EXTRAIT DU DOCUMENT:
++++++++++
Thaïlande. Il faut abandonner les poursuites sans fondement engagées contre de jeunes militantes
Deux jeunes militantes thaïlandaises ont été inculpées lundi 29 avril de diffamation à l’égard de la monarchie et d’infractions à la législation sur la cybercriminalité, charges « sans fondement », a déclaré Amnistie internationale.
Niraphorn « Bie » Onnkhaow, ambassadrice des droits numériques d’Amnistie internationale, qui s’est récemment engagée auprès du Conseil des droits de l’homme des Nations unies à Genève, et Panusaya « Rung » Sithijirawattanakul, figure de proue de la contestation, mise en avant dans la campagne 2021 d’Amnistie internationale Écrire, ça libère, ont été accusées de lèse-majesté et d’atteinte à la loi thaïlandaise relative à la cybercriminalité.
« Ces inculpations montrent que les autorités thaïlandaises continuent de porter des accusations fallacieuses dans le but de réduire au silence les voix critiques des jeunes souhaitant parler de leurs droits fondamentaux », a déclaré Chanatip Tatiyakaroonwong, spécialiste de la Thaïlande à Amnistie internationale.
« La décision d’inculper Bie un mois seulement après qu’elle s’est rendue à Genève pour partager son expérience de jeune militante et de défenseure des droits humains en Thaïlande envoie un message lourd de menaces : la dénonciation des violations des droits humains ne sera pas tolérée. »
Le 12 mars 2024 à Genève, Bie s’est exprimée lors du dialogue interactif avec la rapporteuse spéciale sur la situation des défenseurs et défenseuses des droits humains. Elle a fait part de son inquiétude face au recours abusif au système de justice pénale par les autorités thaïlandaises dans le but d’étouffer la liberté d'expression, et à propos de l'utilisation de la surveillance numérique contre les enfants et les jeunes défendant les droits humains en Thaïlande.
Elle a également pris la parole lors d’un événement en marge du dialogue interactif le 13 mars, aux côtés d’autres enfants et jeunes défenseurs, pour marquer la publication d’un rapport de la rapporteuse spéciale, qui a reconnu le rôle des jeunes militant·e·s des droits humains en Thaïlande dans les manifestations pacifiques en faveur des réformes depuis 2020.
Des accusations ont été portées contre Bie et Rung en novembre 2021, mais c’est seulement récemment que le procureur a décidé de procéder à leur inculpation.
Elles font toutes deux partie du Front uni de Thammasat et Manifestation, groupe de contestation dirigé par des étudiant·e·s, et s’expriment sur la liberté d’expression, les droits numériques et l’égalité entre les hommes et les femmes.
++++++++++
CONSIGNE: Poursuivez le texte sur l'inculpation des deux jeunes militantes thaïlandaises en reprenant après sa dernière phrase.

Entrées de données enregistrées:
++++++++++
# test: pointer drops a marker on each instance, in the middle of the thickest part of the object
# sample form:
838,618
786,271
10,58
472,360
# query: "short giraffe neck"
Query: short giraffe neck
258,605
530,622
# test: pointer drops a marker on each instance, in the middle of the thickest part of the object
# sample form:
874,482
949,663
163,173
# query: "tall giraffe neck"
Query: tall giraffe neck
++++++++++
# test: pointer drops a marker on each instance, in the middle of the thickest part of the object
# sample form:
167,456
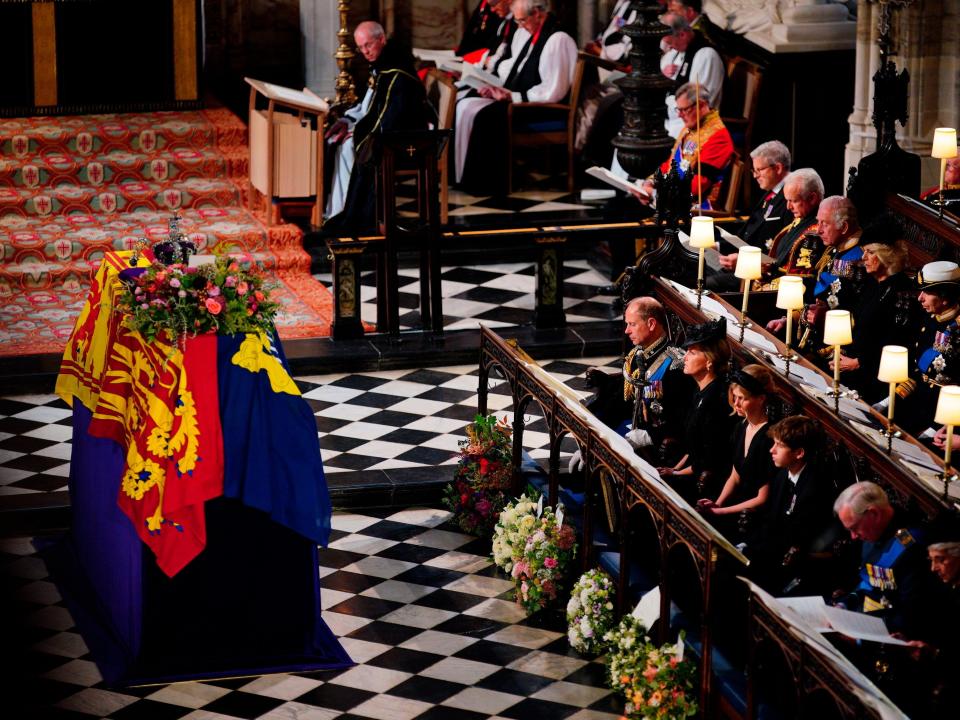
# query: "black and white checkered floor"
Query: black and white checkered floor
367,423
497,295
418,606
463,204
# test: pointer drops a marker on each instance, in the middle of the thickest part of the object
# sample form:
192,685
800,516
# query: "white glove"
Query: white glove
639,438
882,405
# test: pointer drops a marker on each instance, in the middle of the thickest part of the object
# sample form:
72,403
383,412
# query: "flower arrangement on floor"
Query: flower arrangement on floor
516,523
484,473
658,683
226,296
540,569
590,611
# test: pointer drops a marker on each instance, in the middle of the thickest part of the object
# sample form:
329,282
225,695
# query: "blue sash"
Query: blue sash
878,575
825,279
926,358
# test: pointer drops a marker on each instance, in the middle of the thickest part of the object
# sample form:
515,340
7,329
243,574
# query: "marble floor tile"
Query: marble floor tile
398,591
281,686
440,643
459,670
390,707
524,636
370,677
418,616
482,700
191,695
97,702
++++++++++
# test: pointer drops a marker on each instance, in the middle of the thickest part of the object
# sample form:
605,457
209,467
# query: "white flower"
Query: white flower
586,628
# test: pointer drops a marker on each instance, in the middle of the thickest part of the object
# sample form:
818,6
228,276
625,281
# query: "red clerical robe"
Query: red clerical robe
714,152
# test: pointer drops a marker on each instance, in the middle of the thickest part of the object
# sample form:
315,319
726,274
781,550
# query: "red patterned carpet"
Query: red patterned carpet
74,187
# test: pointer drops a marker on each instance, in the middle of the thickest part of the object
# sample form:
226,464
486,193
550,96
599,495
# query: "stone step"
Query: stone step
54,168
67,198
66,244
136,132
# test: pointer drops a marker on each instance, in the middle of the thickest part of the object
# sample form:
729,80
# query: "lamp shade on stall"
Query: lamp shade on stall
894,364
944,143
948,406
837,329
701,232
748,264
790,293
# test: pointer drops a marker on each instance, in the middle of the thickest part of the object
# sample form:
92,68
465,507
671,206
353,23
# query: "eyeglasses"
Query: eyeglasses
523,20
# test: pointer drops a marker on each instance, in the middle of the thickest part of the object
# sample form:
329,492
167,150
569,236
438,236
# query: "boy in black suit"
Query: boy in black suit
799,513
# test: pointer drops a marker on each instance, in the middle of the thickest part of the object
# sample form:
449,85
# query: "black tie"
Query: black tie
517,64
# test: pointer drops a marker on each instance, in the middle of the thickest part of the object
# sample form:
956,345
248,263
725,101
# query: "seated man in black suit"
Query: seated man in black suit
++++++++++
CORRIGÉ:
Les autorités affirment que les deux jeunes militantes sont les administratrices de la page Facebook du Front uni. Elles sont accusées d’avoir publié sur cette page trois messages considérés comme diffamatoires à l’égard de la monarchie.
Amnistie internationale a par ailleurs constaté que ces deux défenseuses des droits humains ont fait l’objet d'une surveillance numérique.
Selon des analyses techniques menées par la société civile, Bie et Rung faisaient partie d’un groupe de 35 défenseur·e·s des droits humains, militant·e·s, universitaires et artistes visés par Pegasus, un logiciel espion très invasif développé par la société israélienne de cyberespionnage NSO Group.
Le téléphone portable de Bie a été infiltré 14 fois en 2021, soit le plus grand nombre d’infections recensées parmi toutes les personnes visées. L’appareil de Rung a quant à lui été infecté quatre fois durant la même année.
Au début de l'année 2024, Bie a été sélectionnée comme ambassadrice des droits numériques d’Amnistie internationale, les ambassadeurs et ambassadrices étant un groupe d'enfants et de jeunes leaders du monde entier ayant un intérêt particulier ou une expertise dans ce domaine.
« La décision de les inculper risque d’intensifier les craintes dissuadant les défenseur·e·s des droits humains et les militant·e·s thaïlandais de s’exprimer sur les questions relatives aux droits humains », a déclaré Chanatip Tatiyakaroonwong.
« Ceci est un rappel que la Thaïlande doit redoubler d’efforts pour respecter ses obligations internationales en matière de droits humains, notamment les droits à la liberté d’expression et à la liberté de réunion. Nous demandons aux autorités thaïlandaises d’abandonner immédiatement les poursuites engagées contre ces militantes. »
La Thaïlande cherche actuellement à devenir membre du Conseil des droits de l’homme des Nations unies, dont les membres ont la responsabilité de « respecter les normes les plus élevées en matière de promotion et de protection des droits de l’homme ».